- [Your objective]
Repeat every one of the records below word for word, leaving out the pictures.

- [Information given]
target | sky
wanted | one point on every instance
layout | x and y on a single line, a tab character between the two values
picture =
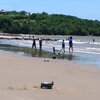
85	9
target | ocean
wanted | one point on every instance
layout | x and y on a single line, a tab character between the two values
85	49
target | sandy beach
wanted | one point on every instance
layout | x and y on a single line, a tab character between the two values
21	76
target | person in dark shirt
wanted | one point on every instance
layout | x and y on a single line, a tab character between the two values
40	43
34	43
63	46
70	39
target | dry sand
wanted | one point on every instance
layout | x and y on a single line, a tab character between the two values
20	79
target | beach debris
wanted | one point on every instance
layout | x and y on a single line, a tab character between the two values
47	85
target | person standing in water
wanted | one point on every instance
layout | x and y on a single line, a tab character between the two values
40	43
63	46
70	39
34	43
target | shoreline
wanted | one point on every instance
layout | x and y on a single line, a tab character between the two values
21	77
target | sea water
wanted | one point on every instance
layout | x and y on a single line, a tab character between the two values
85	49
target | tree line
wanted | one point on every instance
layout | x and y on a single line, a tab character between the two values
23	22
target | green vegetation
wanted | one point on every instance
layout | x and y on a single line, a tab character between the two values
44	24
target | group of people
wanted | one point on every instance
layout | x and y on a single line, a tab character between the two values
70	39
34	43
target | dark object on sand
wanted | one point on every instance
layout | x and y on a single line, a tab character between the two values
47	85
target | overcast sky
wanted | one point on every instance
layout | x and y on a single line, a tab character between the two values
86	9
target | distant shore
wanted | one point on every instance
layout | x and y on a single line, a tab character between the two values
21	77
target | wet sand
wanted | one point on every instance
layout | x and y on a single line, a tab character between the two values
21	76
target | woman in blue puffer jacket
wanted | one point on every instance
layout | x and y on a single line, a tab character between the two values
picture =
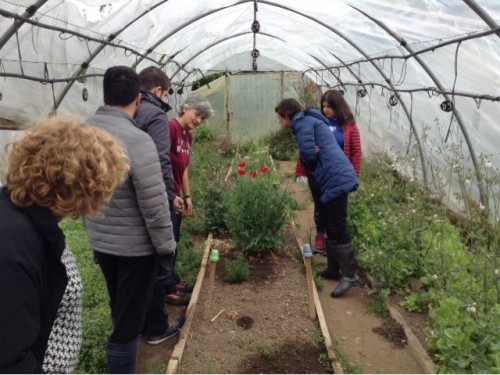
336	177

- [The response]
target | sky
wanted | one point on every instance
layout | x and y on a single line, a tab character between the two values
picture =
85	9
target | ocean
wanted | one point on every instance
layout | x and y on a single line, a tab character between the two values
85	49
target | sandy beach
wanted | one point on every instance
layout | x and y on a single line, a tab character between the two values
21	76
target | person in dark shirt
wanted | one point on every instance
layout | x and y on a single line, a tab character between the two values
40	43
34	43
63	46
70	39
target | dry sand
wanted | one point on every instance
layout | x and y on a single line, a tab character between the two values
20	79
target | beach debris
wanted | one point on every instance
layout | x and y on a single line, a tab character between the two values
47	85
target | person standing in water
wanted | one point on every instance
layout | x and y on a single line, a tab character between the two values
40	43
63	46
70	39
34	43
target | shoreline
wanted | one point on every instance
layout | x and y on a single line, a tab character between the two values
21	77
target | sea water
wanted | one point on every instance
layout | x and y on a single line, a tab character between the two values
85	49
target | tree line
wanted | one point on every instance
layout | x and y on a single line, a tab character between the two values
23	22
target | green vegetation
wanted | one point on every instance
layout | x and y on a single line, a tab character between the two values
44	24
target | group of people
wanted | one point on every instance
layout | x and y on a single line, a tab character between the two values
70	39
34	43
target | dark object on sand
wanted | one point on every instance
layout | x and y on a single line, a tab character between the two values
47	85
target | overcast sky
wanted | one point on every instance
layout | x and y on a single line, a tab character between the two values
86	9
target | distant shore
wanted | one point on every instance
layout | x and y on a single line, a tab character between the two values
21	77
target | wet sand
wanted | one point on every instance
layout | x and y on a single line, a tab character between the two values
21	76
target | woman in blue puffer jacket
wanted | one point on every instance
layout | x and y on a single line, a tab character between the two values
picture =
336	177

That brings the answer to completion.